▸ AUFGABENSTELLUNG
Führe den Forenthread über die Beschleunigung von Java Webstart im Anschluss an die letzte gezeigte Zeile weiter.

▸ TEXTAUSZUG

▽

# Java Webstart beschleunigen und Verlauf anzeigen



## java-ari (29. Jul 2010)

Hallo allerseits,

ich bin hier neu im Forum und da ich gerade beim Thema Webstartbeschleunigung etwas am Verzweifeln bin, möchte ich mal mein Problem hier loswerden, in der Hoffnung, dass mir jemand weiterhelfen kann.

Also, ich habe eine recht große Anwendung, die per Webstart gestartet wird. Nach dem Ausführen der JNLP-Datei werden zunächst die benötigten Jar-Files aktualisiert. Beim Update der Jar-Files wird mit einem Progressindikator der Verlauf des Updatevorganges standardmäßig angezeigt. Dann wird ein von mir definiertes Bild als Splashscreen für kurze Zeit angezeigt. Soviel zum üblichen Verhalten von Webstartanwendungen. Das Problem ist jetzt, dass nachdem der Splashscreen wieder ausgeblendet wird, lange Zeit nichts passiert, bis nach ein bis zwei Minuten die Applikation gestartet wird. Im Hintergrund werden irgendwelche Cacheoperationen durchgeführt und die Signaturen der Jars überprüft u.s.w. 

Gibt es eine Möglichkeit, diese Abläufe, die im Hintergrund passieren, irgendwie zu beschleunigen oder zu mindest in dieser Zwischenzeit (zwischen Splashscreen und Start der Applikation) einen Ladebalken anzuzeigen, damit der Benutzer auch sieht, dass etwas im Hintergrund passiert?

Ich wäre sehr sehr dankbar für jede Antwort, die mir weiterhilft!

Grüße,

Ari


----------



## hansmueller (29. Jul 2010)

Hallo,

die folgenden Links könnten interessant sein:
New Splash-Screen Functionality in Java SE 6
How to Create a Splash Screen (The Java™ Tutorials > Creating a GUI With JFC/Swing > Using Other Swing Features)

△

▸ GESPEICHERTE EINTRÄGE

▽

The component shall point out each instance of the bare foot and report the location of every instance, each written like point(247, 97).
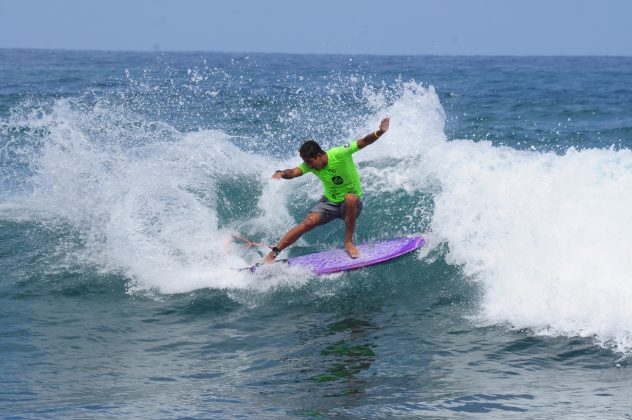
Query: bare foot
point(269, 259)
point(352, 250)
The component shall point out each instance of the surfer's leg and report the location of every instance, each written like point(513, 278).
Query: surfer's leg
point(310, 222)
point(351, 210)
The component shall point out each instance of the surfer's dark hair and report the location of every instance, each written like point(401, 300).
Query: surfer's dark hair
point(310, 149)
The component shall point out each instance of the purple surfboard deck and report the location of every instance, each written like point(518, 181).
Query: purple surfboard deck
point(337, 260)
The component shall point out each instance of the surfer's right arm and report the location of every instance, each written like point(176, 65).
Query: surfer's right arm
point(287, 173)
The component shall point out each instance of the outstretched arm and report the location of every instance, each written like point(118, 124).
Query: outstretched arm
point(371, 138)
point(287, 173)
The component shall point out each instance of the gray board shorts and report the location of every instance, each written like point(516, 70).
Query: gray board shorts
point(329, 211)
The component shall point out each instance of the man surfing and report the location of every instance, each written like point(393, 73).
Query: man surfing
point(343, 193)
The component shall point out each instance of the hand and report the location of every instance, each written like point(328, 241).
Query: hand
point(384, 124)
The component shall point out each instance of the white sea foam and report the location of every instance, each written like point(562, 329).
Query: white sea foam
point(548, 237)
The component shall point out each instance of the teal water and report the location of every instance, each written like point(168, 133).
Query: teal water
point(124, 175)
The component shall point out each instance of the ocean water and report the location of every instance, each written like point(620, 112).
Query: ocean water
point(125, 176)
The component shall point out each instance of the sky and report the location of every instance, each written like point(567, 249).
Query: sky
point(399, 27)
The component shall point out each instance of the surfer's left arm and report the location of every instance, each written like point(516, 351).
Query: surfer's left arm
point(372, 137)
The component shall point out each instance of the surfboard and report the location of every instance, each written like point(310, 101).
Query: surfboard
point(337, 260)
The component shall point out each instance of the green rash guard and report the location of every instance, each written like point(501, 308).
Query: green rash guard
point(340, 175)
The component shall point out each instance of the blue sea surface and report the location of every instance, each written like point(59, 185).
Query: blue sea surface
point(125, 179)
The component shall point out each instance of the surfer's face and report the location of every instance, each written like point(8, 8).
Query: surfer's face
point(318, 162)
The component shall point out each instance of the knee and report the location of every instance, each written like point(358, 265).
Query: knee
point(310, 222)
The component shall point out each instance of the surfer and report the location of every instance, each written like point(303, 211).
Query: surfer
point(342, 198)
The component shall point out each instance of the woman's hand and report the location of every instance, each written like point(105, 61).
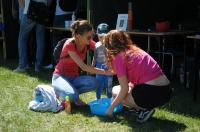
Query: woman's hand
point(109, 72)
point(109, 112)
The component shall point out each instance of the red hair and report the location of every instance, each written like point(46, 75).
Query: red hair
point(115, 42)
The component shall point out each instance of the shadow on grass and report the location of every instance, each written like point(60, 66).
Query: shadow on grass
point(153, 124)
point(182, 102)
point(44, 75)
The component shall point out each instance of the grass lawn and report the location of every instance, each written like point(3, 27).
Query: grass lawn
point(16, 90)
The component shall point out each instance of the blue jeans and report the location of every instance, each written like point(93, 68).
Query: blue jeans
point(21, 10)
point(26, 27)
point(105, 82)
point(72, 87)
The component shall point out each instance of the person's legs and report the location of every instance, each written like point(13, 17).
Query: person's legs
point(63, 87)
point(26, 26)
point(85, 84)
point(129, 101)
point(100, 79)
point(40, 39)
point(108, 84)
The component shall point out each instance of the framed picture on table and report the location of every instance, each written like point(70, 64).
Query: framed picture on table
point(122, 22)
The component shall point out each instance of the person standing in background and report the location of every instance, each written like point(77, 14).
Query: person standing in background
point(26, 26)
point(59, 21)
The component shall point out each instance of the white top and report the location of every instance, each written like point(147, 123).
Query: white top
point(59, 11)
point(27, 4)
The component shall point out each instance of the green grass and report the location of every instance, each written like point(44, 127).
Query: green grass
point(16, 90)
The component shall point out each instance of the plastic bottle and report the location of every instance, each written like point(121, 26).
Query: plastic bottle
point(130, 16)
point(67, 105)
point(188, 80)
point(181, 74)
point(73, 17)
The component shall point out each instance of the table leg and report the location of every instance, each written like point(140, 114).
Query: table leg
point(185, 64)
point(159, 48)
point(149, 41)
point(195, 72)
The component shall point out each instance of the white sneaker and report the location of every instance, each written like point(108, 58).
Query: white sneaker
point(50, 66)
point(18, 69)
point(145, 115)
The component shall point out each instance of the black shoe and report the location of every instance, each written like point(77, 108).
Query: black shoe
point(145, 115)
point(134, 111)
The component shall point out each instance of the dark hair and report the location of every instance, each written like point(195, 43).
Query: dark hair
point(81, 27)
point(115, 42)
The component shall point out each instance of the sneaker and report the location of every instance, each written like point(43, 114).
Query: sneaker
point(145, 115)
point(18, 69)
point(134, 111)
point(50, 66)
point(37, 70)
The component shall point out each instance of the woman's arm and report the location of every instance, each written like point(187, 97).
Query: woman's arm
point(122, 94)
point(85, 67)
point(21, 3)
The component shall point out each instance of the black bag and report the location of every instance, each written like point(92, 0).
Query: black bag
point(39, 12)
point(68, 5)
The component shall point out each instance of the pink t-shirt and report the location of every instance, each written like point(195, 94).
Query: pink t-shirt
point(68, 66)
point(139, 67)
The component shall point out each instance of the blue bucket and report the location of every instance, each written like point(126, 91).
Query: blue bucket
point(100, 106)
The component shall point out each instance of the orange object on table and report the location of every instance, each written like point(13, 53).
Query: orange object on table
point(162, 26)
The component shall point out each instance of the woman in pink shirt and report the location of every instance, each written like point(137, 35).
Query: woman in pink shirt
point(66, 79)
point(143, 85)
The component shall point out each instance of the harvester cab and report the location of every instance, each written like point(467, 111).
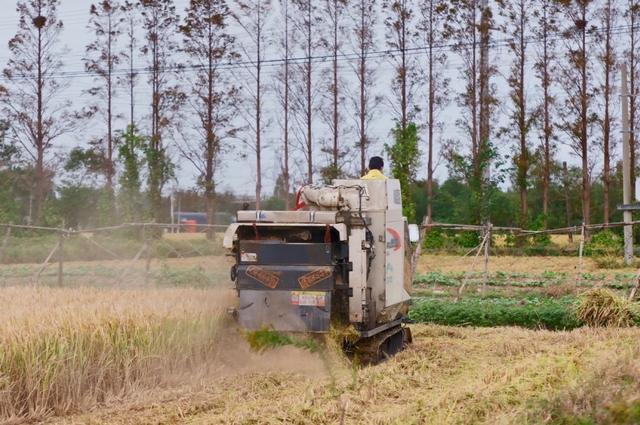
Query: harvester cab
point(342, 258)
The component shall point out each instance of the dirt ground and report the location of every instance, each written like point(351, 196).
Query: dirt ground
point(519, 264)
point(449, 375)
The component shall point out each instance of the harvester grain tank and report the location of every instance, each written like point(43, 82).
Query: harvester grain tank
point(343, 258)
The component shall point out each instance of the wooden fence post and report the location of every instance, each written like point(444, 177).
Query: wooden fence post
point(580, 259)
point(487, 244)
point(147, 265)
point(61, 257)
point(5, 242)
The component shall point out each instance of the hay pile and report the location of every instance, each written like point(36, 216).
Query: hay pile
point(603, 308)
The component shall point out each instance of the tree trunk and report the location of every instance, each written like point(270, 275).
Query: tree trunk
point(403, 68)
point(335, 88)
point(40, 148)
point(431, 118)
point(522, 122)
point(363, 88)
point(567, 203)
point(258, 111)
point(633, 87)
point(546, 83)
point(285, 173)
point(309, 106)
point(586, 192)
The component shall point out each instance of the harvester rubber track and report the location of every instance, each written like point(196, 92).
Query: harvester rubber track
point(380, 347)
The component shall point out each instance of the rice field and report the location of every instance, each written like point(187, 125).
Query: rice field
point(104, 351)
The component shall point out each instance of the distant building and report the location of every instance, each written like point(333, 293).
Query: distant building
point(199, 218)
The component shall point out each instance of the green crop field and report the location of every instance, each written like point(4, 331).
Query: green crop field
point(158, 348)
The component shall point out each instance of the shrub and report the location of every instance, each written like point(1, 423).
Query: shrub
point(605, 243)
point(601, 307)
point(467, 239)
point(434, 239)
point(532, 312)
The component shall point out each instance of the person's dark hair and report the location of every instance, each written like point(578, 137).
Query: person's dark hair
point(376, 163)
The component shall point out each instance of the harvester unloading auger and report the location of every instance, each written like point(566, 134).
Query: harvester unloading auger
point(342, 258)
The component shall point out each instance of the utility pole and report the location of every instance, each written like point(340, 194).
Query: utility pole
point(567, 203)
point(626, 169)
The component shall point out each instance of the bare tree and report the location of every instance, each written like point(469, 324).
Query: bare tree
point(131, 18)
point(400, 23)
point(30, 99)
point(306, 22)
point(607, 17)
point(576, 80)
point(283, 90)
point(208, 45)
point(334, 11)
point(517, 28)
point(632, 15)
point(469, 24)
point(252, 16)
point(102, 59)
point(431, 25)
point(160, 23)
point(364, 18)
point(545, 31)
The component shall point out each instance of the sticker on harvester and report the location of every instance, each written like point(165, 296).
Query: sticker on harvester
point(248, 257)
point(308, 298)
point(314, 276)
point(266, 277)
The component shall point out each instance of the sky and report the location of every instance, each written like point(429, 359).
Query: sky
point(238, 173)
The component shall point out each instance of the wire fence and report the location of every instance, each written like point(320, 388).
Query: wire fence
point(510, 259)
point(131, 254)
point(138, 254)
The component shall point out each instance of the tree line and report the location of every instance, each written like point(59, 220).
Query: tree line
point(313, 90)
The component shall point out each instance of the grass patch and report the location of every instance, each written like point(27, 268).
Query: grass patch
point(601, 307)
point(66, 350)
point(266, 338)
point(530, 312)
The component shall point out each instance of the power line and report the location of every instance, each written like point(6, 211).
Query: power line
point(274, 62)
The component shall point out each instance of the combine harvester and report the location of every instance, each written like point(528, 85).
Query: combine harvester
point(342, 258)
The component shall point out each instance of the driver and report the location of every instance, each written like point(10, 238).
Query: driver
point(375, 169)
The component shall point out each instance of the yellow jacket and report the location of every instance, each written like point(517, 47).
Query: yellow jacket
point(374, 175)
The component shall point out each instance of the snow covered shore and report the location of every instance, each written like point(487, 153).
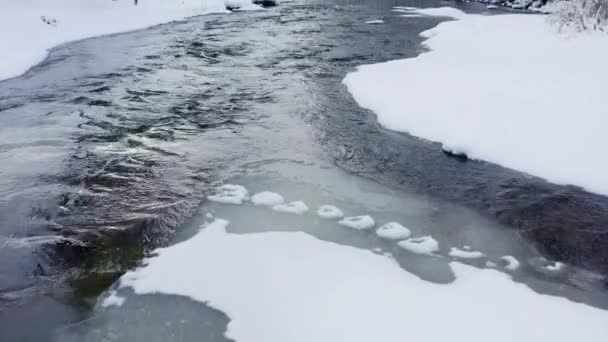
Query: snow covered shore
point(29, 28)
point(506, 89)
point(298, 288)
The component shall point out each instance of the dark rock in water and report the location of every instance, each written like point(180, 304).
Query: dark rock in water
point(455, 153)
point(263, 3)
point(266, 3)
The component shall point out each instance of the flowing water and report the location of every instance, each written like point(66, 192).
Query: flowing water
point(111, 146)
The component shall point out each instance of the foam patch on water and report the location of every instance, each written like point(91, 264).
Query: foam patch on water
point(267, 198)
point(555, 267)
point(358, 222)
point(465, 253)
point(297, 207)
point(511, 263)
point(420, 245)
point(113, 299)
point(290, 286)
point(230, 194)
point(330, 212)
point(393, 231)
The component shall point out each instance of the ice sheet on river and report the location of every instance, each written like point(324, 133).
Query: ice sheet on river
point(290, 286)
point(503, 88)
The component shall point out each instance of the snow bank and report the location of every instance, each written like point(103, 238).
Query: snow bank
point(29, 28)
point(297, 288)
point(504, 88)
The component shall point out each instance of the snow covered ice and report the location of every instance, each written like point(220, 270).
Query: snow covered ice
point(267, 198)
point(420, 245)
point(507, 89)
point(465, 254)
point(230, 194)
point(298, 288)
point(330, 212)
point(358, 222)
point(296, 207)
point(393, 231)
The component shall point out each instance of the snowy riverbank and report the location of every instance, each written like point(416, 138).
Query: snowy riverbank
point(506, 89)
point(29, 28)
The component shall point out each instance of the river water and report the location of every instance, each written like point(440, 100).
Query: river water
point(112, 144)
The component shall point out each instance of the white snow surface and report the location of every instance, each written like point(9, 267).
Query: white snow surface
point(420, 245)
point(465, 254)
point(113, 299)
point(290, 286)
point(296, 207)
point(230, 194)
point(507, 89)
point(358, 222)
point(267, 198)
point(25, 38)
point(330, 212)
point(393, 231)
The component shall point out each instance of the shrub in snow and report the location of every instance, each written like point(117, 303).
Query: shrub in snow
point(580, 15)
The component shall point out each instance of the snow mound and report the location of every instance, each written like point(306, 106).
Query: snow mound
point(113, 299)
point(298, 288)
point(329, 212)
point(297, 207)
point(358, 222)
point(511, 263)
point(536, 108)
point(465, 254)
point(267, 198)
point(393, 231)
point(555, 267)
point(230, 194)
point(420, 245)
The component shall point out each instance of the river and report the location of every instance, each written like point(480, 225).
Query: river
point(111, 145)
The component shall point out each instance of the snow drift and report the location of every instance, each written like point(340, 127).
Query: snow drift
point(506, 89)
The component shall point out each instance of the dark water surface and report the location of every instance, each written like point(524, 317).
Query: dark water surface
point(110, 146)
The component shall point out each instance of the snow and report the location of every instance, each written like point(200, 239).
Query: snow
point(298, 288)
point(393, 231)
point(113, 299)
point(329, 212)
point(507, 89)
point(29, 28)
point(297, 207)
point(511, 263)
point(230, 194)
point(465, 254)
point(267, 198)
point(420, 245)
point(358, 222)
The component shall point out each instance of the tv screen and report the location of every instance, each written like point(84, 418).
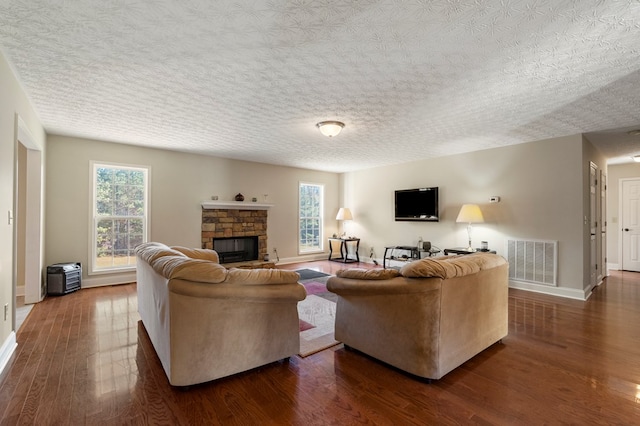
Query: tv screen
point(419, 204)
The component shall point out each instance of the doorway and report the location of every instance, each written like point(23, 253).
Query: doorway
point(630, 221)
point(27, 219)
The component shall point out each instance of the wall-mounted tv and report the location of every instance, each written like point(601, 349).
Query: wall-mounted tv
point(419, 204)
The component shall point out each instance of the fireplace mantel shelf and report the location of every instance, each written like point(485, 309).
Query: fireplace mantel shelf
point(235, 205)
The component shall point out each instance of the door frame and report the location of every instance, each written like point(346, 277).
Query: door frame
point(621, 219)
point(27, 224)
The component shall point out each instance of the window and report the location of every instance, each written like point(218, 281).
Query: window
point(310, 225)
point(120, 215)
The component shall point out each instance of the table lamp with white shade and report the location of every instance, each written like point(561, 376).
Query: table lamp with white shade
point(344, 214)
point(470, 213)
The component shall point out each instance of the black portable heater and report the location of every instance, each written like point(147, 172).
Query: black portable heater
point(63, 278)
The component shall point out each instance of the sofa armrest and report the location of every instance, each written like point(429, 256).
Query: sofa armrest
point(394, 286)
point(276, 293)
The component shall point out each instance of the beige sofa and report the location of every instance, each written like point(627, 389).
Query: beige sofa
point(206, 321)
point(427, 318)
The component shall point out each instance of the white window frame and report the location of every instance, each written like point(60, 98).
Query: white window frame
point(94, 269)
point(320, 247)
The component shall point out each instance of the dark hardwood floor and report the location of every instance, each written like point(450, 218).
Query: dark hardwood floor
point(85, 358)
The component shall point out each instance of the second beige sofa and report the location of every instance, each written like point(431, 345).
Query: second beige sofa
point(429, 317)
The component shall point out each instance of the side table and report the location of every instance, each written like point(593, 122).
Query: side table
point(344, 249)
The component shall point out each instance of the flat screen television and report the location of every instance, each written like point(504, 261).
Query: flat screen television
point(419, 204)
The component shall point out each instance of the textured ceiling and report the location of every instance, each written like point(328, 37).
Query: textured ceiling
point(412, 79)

△

▸ ERWARTETE ANTWORT
Das sollte man eigendlich auch mit WebStart kombinieren können. Man müßte nur ausprobieren, ob es über das Manifest oder die Komandozeilenargumente funktioniert.
Beides kann man bei WebStart in der JNLP-Datei angeben:
Entweder mit dem Element <j2se version="1.6+" java-vm-args="-splash:filename.gif"/> 
oder im Manifest (wird anscheinend nur ausgelesen, wenn die Jar mit der Main-Klasse unter dem Element <resources> bei den <jar> an erster Stelle steht und man nirgendswo sonst die Main-Klasse angegeben hat.)

Du hättest dann praktisch 2 Startbilder (=Splashscreens), zuerst das von WebStart (mit dem Element <icon kind="splash" href="images/splash.gif"/>) und dann das vom eigendlichen Programm. (Natürlich nur, wenn es funktioniert.)

Alternativ könntest du auch die Download-Politik ändern (Element <update>). Dort gibt es verschiedene Möglichkeiten (z. B. das Herunterladen im Hintergrund ausführen lassen und mit der alten Version arbeiten).

MfG
hansmueller


----------



## java-ari (4. Aug 2010)

Hallo hansmueller,

danke für die Tipps. Einige Hinweise hatte ich schon ausprobiert, aber sie führen bei unserer Applikation nicht zum Ziel.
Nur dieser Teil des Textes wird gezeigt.